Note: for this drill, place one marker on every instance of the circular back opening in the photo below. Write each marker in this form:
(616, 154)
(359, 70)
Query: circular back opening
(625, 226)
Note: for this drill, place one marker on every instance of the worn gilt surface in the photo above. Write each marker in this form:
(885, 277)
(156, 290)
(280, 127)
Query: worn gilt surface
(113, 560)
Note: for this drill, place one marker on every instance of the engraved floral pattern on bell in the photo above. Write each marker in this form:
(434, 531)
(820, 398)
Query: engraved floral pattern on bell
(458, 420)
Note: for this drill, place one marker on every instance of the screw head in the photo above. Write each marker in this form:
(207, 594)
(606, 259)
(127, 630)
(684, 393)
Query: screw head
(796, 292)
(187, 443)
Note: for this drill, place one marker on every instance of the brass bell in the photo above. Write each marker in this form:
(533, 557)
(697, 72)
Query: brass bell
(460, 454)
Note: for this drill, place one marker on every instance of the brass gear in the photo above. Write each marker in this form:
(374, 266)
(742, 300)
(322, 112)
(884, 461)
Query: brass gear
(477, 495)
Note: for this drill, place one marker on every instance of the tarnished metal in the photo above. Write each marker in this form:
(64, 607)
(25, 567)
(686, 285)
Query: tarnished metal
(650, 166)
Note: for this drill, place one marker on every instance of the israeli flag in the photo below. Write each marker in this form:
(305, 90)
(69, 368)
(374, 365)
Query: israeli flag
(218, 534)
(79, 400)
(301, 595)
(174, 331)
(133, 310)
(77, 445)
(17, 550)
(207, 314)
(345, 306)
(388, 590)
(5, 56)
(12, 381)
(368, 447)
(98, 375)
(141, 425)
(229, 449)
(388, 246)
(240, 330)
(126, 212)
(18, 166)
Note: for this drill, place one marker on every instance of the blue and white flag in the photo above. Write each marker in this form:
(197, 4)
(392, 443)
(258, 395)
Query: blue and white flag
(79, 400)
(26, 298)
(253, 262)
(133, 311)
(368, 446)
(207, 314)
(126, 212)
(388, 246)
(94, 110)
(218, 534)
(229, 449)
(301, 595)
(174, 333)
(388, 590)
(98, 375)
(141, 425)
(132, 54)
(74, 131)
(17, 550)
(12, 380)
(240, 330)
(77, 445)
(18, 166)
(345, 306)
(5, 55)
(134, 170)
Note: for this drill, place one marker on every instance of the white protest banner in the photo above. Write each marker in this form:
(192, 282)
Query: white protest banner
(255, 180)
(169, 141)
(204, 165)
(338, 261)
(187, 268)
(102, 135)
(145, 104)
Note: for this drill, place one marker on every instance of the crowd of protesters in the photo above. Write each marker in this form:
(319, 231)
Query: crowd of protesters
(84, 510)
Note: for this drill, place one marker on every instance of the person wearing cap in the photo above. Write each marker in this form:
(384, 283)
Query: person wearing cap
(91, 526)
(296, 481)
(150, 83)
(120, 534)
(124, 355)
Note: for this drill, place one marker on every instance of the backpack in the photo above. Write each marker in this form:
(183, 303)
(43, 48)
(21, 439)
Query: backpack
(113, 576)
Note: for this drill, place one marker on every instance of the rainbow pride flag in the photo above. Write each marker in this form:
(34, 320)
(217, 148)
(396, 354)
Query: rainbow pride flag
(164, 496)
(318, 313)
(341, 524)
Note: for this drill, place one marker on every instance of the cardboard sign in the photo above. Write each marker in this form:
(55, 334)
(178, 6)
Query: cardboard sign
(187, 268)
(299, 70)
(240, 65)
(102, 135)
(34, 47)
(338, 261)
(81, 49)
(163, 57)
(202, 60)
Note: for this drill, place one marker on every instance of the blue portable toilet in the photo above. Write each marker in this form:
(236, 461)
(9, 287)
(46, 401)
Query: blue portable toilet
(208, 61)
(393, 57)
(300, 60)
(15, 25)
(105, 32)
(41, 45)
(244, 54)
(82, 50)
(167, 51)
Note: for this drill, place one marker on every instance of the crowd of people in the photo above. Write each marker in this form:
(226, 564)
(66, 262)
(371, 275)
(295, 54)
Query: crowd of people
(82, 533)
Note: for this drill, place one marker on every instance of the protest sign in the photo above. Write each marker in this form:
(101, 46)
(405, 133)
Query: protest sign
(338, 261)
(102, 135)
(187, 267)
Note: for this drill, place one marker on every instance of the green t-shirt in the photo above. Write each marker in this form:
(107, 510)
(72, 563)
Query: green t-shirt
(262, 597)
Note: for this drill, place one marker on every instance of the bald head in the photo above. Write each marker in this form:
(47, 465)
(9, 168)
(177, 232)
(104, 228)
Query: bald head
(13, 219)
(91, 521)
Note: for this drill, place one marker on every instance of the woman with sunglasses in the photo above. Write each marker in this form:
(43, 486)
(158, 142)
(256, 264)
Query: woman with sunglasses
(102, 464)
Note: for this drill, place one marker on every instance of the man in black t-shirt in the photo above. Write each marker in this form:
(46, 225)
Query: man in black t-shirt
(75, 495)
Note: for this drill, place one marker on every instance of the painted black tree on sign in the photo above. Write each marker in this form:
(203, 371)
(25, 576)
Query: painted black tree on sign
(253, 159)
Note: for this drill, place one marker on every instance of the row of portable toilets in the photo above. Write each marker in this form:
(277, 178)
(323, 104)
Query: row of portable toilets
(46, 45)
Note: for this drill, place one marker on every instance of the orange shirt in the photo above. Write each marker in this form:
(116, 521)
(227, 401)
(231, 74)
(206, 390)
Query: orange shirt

============================================================

-- Aim --
Repeat the data in its entirety, character for character.

-- Solution for this task --
Note: for this drill, place one marker on every instance of the circular back opening in the photo below. Write each marker in this form:
(616, 154)
(359, 70)
Query: circular back opening
(625, 226)
Note: for this drill, place one marker on every instance of the worn gilt surface in the photo above. Write each marker in this form:
(885, 277)
(156, 290)
(280, 127)
Query: worn gilt surface
(113, 560)
Note: for this drill, place one marker on every instance of the engraved floral pattern on bell in the photo above. Write each marker in this form:
(434, 531)
(820, 398)
Query: engraved floral pattern on bell
(458, 420)
Note: for this drill, place one marker on every instance of the screw head in the photo above. Write each marker in this form:
(207, 594)
(606, 259)
(127, 630)
(684, 393)
Query: screw head
(796, 292)
(187, 443)
Note: for this drill, place one marker on every instance of the brass bell in the photo above. Write each marker in this form:
(533, 557)
(697, 72)
Query: brass bell
(460, 454)
Note: for this drill, place one marker on every instance of the brass gear in the photo above. Write each marker in this form:
(374, 266)
(742, 300)
(322, 112)
(884, 461)
Query: brass gear
(477, 495)
Note: for this drill, place one marker on every instance of the tarnished metal in the photo above. Write each marker in this form:
(64, 607)
(25, 567)
(686, 285)
Query: tarnished metal
(650, 166)
Note: for this drill, place one marker on every instance of the israeli flag in the photo below. Write each marker in this form:
(305, 90)
(69, 368)
(374, 365)
Query: israeli flag
(218, 534)
(79, 400)
(301, 595)
(174, 331)
(133, 310)
(77, 445)
(17, 550)
(207, 314)
(345, 306)
(388, 590)
(5, 56)
(12, 381)
(368, 447)
(98, 375)
(141, 425)
(229, 449)
(388, 246)
(240, 330)
(126, 212)
(18, 166)
Note: for this drill, place one marker on every instance of the blue and white flag in the photo above. Write each marker in this form:
(197, 4)
(392, 443)
(258, 395)
Query: blue and white flag
(79, 400)
(26, 298)
(253, 262)
(133, 311)
(368, 446)
(207, 314)
(126, 212)
(388, 246)
(94, 110)
(218, 534)
(229, 449)
(301, 595)
(174, 333)
(388, 590)
(98, 375)
(141, 425)
(132, 54)
(74, 131)
(17, 550)
(12, 380)
(240, 330)
(77, 445)
(18, 166)
(345, 306)
(5, 55)
(134, 170)
Note: for this drill, place one marker on every instance of the white protest banner in the photo above. Write each marker in this form:
(192, 282)
Query: white protest banner
(255, 180)
(169, 141)
(204, 165)
(338, 261)
(187, 268)
(102, 135)
(145, 104)
Note: for this drill, place one marker on every instance of the crowd of protesters in the photo above. Write each marker in this form:
(319, 231)
Query: crowd of protesters
(84, 510)
Note: for this drill, place one marker on every instance of the person wearing cap in the photo above. Write each marker in this form:
(384, 283)
Query: person wearing cap
(91, 526)
(296, 481)
(150, 83)
(120, 534)
(124, 355)
Note: for this drill, place one marker on every instance of the backpack in the photo above. Write each marker in this form:
(183, 303)
(43, 48)
(21, 439)
Query: backpack
(113, 576)
Note: for this drill, place one marker on every instance of the rainbow pride flag in the photo above. Write each marker in this form:
(34, 320)
(217, 148)
(396, 354)
Query: rainbow pride flag
(164, 496)
(318, 313)
(341, 524)
Note: for this drill, place one marker on every instance of the cardboard sign in the photo above. Write each marker in this form:
(55, 334)
(178, 6)
Query: cardboard sign
(187, 268)
(299, 70)
(240, 65)
(102, 135)
(34, 47)
(338, 261)
(81, 49)
(163, 57)
(202, 60)
Note: for this drill, place one marker on every instance of the blue portable toilet in the photo above. Write each marker in this form:
(236, 461)
(9, 287)
(46, 401)
Query: blue portable toilet
(208, 61)
(393, 57)
(300, 60)
(15, 25)
(105, 32)
(41, 45)
(244, 54)
(82, 50)
(167, 51)
Note: for this drill, place one marker on every instance of the crowd of people in the photo above. Write each marker in this form:
(226, 564)
(66, 262)
(371, 275)
(295, 54)
Query: crowd of people
(82, 533)
Note: for this drill, place one marker on every instance of the protest sign in the photo above. Write each marker in this form:
(101, 46)
(405, 133)
Query: protest sign
(338, 261)
(102, 135)
(187, 267)
Note: for this drill, place one marker on every instance of the green t-shirt in the photo above. Write each marker in this form:
(107, 510)
(72, 563)
Query: green t-shirt
(262, 597)
Note: for this drill, place one marker on every instance of the bald head in the photo above. Write each marker in this form:
(47, 465)
(9, 168)
(177, 232)
(104, 228)
Query: bald head
(13, 219)
(91, 521)
Note: for this drill, place one marker on every instance of the woman with sunglasses in the photo above. Write each marker in this form:
(43, 486)
(158, 142)
(256, 264)
Query: woman with sunglasses
(102, 464)
Note: for this drill, place one marker on every instance of the man in black t-shirt in the photo above. Write each marker in this form:
(46, 225)
Query: man in black t-shirt
(75, 495)
Note: for this drill, place one marker on every instance of the painted black tree on sign in the photo above. Write each marker in this form:
(203, 371)
(25, 576)
Query: painted black tree on sign
(253, 159)
Note: for this drill, place one marker on every instance of the row of portable toilets in the photo above. Write each marker in this form:
(277, 178)
(323, 104)
Query: row of portable toilets
(46, 45)
Note: for this drill, place one marker on every instance of the orange shirt in the photo above. Write each marker in this form:
(116, 521)
(227, 401)
(231, 74)
(206, 390)
Query: orange shirt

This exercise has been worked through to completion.